■ **Requirements**
Edit the lines running from the one that contains "Can you see the metal crossbar?" through the end of the records, inclusive, so that "dot" becomes "point" and nothing else changes. Give only those lines.

##### Provided information

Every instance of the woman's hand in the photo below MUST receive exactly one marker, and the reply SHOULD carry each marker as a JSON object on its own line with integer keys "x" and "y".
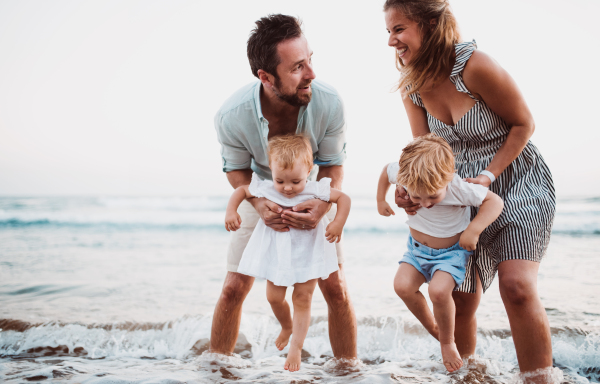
{"x": 403, "y": 201}
{"x": 306, "y": 215}
{"x": 481, "y": 179}
{"x": 333, "y": 232}
{"x": 233, "y": 221}
{"x": 270, "y": 213}
{"x": 468, "y": 240}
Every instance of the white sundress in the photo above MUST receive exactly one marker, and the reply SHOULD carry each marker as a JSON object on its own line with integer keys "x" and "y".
{"x": 287, "y": 258}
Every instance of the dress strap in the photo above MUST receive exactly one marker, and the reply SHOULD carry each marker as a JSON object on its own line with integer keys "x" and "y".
{"x": 416, "y": 99}
{"x": 463, "y": 54}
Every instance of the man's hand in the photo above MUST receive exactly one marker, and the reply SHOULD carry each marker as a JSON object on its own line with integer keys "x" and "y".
{"x": 403, "y": 201}
{"x": 306, "y": 215}
{"x": 233, "y": 221}
{"x": 270, "y": 213}
{"x": 384, "y": 208}
{"x": 333, "y": 232}
{"x": 481, "y": 179}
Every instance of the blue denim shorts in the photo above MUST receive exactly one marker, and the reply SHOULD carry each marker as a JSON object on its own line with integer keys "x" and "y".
{"x": 429, "y": 260}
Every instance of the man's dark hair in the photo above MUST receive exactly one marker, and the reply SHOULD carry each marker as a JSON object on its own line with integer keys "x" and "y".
{"x": 264, "y": 38}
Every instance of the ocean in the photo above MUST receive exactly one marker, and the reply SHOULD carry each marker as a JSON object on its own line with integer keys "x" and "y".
{"x": 122, "y": 290}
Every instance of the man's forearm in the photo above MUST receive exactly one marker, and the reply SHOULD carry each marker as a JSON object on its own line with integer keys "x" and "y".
{"x": 335, "y": 173}
{"x": 239, "y": 177}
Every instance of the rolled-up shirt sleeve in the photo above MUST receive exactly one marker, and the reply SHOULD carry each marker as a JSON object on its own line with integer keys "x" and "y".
{"x": 233, "y": 152}
{"x": 332, "y": 148}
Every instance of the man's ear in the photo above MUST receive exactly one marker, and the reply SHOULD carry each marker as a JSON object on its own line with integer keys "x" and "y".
{"x": 266, "y": 79}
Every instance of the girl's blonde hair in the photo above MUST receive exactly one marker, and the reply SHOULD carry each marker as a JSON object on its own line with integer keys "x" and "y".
{"x": 426, "y": 164}
{"x": 434, "y": 59}
{"x": 286, "y": 149}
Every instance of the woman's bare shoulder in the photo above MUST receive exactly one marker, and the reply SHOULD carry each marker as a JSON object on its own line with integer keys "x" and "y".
{"x": 482, "y": 71}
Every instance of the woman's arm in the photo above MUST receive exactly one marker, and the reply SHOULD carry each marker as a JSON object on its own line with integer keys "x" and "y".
{"x": 383, "y": 186}
{"x": 417, "y": 117}
{"x": 333, "y": 232}
{"x": 490, "y": 209}
{"x": 489, "y": 82}
{"x": 233, "y": 220}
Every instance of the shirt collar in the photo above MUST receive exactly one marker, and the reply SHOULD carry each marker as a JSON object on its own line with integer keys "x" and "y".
{"x": 257, "y": 101}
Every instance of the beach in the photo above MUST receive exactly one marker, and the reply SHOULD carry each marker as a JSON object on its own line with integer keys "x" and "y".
{"x": 122, "y": 290}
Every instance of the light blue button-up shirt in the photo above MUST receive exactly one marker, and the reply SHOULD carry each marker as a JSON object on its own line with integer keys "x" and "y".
{"x": 243, "y": 131}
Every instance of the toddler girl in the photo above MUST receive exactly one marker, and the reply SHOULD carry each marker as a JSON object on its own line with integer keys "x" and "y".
{"x": 442, "y": 236}
{"x": 295, "y": 258}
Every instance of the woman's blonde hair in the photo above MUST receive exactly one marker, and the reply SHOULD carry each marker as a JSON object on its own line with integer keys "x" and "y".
{"x": 439, "y": 31}
{"x": 426, "y": 164}
{"x": 286, "y": 149}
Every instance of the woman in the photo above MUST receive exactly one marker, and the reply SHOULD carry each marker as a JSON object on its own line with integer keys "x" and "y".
{"x": 464, "y": 96}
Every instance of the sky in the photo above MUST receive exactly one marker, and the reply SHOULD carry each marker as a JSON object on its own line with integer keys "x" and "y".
{"x": 117, "y": 97}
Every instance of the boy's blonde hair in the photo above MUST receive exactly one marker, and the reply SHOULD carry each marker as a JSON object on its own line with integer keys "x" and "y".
{"x": 426, "y": 164}
{"x": 286, "y": 149}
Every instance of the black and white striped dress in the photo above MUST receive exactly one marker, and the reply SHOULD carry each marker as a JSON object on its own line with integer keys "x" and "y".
{"x": 523, "y": 229}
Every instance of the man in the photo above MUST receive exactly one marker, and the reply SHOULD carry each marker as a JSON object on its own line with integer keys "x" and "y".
{"x": 286, "y": 100}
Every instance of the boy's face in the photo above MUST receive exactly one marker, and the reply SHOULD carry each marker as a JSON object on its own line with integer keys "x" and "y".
{"x": 290, "y": 182}
{"x": 427, "y": 200}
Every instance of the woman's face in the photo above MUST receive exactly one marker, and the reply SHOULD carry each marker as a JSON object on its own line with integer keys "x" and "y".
{"x": 404, "y": 35}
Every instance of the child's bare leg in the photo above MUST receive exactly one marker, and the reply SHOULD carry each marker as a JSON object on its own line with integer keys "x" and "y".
{"x": 440, "y": 292}
{"x": 301, "y": 298}
{"x": 406, "y": 284}
{"x": 281, "y": 309}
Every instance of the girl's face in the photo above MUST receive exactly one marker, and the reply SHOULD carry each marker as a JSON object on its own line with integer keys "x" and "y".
{"x": 404, "y": 35}
{"x": 290, "y": 182}
{"x": 427, "y": 200}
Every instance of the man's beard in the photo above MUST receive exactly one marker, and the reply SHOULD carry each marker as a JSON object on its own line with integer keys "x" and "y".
{"x": 292, "y": 99}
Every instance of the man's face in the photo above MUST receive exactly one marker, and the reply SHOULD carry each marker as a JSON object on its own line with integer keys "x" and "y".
{"x": 295, "y": 72}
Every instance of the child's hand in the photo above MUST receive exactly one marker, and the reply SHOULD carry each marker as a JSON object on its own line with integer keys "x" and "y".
{"x": 233, "y": 221}
{"x": 384, "y": 208}
{"x": 468, "y": 240}
{"x": 333, "y": 232}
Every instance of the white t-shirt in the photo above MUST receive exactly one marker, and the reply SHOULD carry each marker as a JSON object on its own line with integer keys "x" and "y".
{"x": 451, "y": 215}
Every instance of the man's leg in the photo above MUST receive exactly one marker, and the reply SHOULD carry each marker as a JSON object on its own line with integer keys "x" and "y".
{"x": 342, "y": 320}
{"x": 228, "y": 312}
{"x": 465, "y": 324}
{"x": 528, "y": 321}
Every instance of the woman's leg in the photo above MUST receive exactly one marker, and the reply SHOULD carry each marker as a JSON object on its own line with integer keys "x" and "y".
{"x": 440, "y": 293}
{"x": 406, "y": 284}
{"x": 526, "y": 314}
{"x": 281, "y": 309}
{"x": 465, "y": 328}
{"x": 301, "y": 298}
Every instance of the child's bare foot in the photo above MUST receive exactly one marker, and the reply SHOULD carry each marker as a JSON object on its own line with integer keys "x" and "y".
{"x": 292, "y": 363}
{"x": 451, "y": 357}
{"x": 283, "y": 338}
{"x": 435, "y": 332}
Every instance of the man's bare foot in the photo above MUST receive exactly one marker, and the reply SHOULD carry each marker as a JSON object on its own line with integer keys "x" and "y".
{"x": 451, "y": 357}
{"x": 292, "y": 363}
{"x": 283, "y": 338}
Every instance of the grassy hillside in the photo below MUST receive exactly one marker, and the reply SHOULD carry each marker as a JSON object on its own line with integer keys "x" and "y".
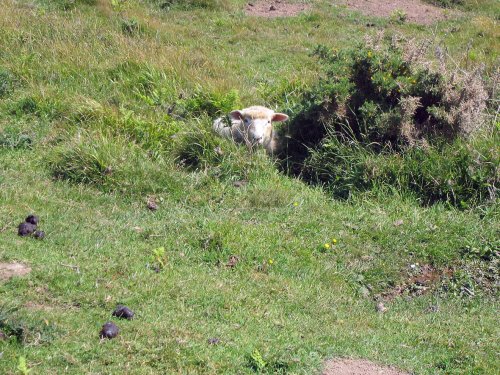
{"x": 106, "y": 105}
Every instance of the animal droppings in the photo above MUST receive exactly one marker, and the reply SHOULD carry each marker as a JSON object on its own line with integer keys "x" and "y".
{"x": 39, "y": 235}
{"x": 32, "y": 219}
{"x": 152, "y": 205}
{"x": 26, "y": 229}
{"x": 109, "y": 331}
{"x": 123, "y": 312}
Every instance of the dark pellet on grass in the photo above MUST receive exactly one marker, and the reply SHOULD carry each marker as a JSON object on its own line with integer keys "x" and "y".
{"x": 26, "y": 229}
{"x": 109, "y": 331}
{"x": 32, "y": 219}
{"x": 39, "y": 235}
{"x": 214, "y": 341}
{"x": 123, "y": 312}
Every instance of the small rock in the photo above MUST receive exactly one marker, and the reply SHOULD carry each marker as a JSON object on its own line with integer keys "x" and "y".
{"x": 32, "y": 219}
{"x": 123, "y": 312}
{"x": 213, "y": 340}
{"x": 433, "y": 308}
{"x": 109, "y": 331}
{"x": 364, "y": 291}
{"x": 39, "y": 235}
{"x": 26, "y": 229}
{"x": 381, "y": 307}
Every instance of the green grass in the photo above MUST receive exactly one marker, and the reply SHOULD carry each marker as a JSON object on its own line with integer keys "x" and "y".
{"x": 99, "y": 113}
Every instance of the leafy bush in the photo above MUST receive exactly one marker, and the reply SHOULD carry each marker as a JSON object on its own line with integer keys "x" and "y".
{"x": 112, "y": 163}
{"x": 14, "y": 139}
{"x": 209, "y": 103}
{"x": 383, "y": 95}
{"x": 383, "y": 115}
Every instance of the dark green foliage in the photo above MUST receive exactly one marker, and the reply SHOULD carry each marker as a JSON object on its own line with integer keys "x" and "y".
{"x": 382, "y": 99}
{"x": 462, "y": 174}
{"x": 201, "y": 149}
{"x": 40, "y": 107}
{"x": 6, "y": 82}
{"x": 446, "y": 3}
{"x": 24, "y": 331}
{"x": 66, "y": 4}
{"x": 209, "y": 103}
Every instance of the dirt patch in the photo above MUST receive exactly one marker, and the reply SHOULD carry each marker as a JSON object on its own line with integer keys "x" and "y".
{"x": 274, "y": 8}
{"x": 414, "y": 11}
{"x": 421, "y": 279}
{"x": 344, "y": 366}
{"x": 9, "y": 270}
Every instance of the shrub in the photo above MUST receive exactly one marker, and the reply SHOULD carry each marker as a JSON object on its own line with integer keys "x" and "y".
{"x": 383, "y": 95}
{"x": 383, "y": 115}
{"x": 461, "y": 173}
{"x": 113, "y": 163}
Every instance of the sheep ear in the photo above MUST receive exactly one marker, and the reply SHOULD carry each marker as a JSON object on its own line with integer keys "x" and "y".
{"x": 280, "y": 117}
{"x": 236, "y": 115}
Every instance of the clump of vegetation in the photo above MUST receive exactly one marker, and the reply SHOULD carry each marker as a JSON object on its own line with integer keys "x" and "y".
{"x": 112, "y": 163}
{"x": 384, "y": 115}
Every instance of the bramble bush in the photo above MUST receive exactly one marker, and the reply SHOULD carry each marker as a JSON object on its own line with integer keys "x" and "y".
{"x": 383, "y": 114}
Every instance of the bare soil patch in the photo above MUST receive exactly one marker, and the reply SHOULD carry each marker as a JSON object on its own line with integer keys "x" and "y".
{"x": 419, "y": 281}
{"x": 9, "y": 270}
{"x": 274, "y": 8}
{"x": 416, "y": 11}
{"x": 345, "y": 366}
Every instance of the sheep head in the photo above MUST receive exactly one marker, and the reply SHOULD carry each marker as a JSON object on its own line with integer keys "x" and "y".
{"x": 257, "y": 123}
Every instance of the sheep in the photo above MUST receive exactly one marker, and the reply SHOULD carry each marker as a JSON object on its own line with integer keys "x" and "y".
{"x": 252, "y": 126}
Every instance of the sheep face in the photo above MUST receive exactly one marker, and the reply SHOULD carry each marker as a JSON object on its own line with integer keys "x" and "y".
{"x": 257, "y": 123}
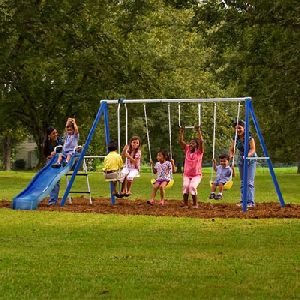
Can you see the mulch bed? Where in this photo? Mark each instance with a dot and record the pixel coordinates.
(172, 208)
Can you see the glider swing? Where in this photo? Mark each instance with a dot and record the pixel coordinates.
(229, 183)
(171, 182)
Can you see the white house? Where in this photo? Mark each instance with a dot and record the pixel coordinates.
(27, 150)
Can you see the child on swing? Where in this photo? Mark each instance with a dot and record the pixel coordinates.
(70, 143)
(223, 175)
(133, 154)
(113, 163)
(192, 174)
(164, 169)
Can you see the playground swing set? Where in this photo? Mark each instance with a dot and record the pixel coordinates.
(39, 189)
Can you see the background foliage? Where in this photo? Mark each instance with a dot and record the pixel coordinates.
(60, 58)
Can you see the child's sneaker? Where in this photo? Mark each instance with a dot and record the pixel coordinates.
(56, 166)
(218, 197)
(51, 202)
(184, 204)
(212, 196)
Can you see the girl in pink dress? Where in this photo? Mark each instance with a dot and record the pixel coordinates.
(192, 174)
(132, 154)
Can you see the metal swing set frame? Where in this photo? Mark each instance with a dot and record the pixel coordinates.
(249, 112)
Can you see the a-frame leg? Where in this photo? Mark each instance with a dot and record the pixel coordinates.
(262, 142)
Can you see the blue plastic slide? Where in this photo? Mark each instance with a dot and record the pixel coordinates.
(41, 185)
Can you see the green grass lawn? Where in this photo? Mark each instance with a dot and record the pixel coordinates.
(52, 255)
(13, 183)
(59, 255)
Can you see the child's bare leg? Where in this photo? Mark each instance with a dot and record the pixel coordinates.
(195, 201)
(124, 184)
(59, 159)
(115, 187)
(162, 190)
(186, 200)
(129, 184)
(221, 188)
(153, 193)
(213, 188)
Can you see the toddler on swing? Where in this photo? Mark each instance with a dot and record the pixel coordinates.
(223, 175)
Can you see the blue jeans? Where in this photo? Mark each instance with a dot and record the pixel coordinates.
(250, 183)
(54, 193)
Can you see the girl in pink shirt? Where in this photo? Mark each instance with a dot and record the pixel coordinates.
(192, 174)
(133, 154)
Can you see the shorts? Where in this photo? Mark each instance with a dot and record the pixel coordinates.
(218, 182)
(129, 174)
(160, 181)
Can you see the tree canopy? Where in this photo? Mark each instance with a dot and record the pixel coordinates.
(60, 58)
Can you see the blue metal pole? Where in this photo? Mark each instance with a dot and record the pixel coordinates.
(107, 140)
(102, 107)
(246, 150)
(263, 145)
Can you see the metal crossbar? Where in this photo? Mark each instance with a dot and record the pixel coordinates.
(127, 101)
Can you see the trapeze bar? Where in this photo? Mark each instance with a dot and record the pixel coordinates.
(257, 157)
(176, 100)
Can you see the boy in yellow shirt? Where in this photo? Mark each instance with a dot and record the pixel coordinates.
(113, 162)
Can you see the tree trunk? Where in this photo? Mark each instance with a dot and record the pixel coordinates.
(39, 139)
(7, 152)
(298, 161)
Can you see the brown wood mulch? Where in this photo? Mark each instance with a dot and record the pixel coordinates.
(172, 208)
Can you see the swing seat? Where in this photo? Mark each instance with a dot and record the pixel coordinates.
(112, 176)
(169, 185)
(227, 185)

##########

■ **Exercise answer**
Can you see the metal crossbar? Where in this photo? Mark each instance with a point and record the pixel coordinates.
(127, 101)
Can you see the trapeze bar? Where in this photo? Mark each instance with a point and record the pixel coordinates.
(257, 157)
(176, 100)
Can you see the boy in yellow shirt? Where in this photo? Mark each instance with a point and record the pixel coordinates.
(113, 162)
Can you see the tree trunk? Where in this photo? Mark each instance with a point and record the pixel coordinates.
(39, 139)
(7, 152)
(298, 161)
Can you see the brown wood mulch? Where in this photo? Mark each instance with a point and record the pixel coordinates.
(172, 208)
Can you see the swing seat? Where in this photo? Mark each instance with a point and record the pixel coordinates.
(112, 176)
(169, 185)
(227, 185)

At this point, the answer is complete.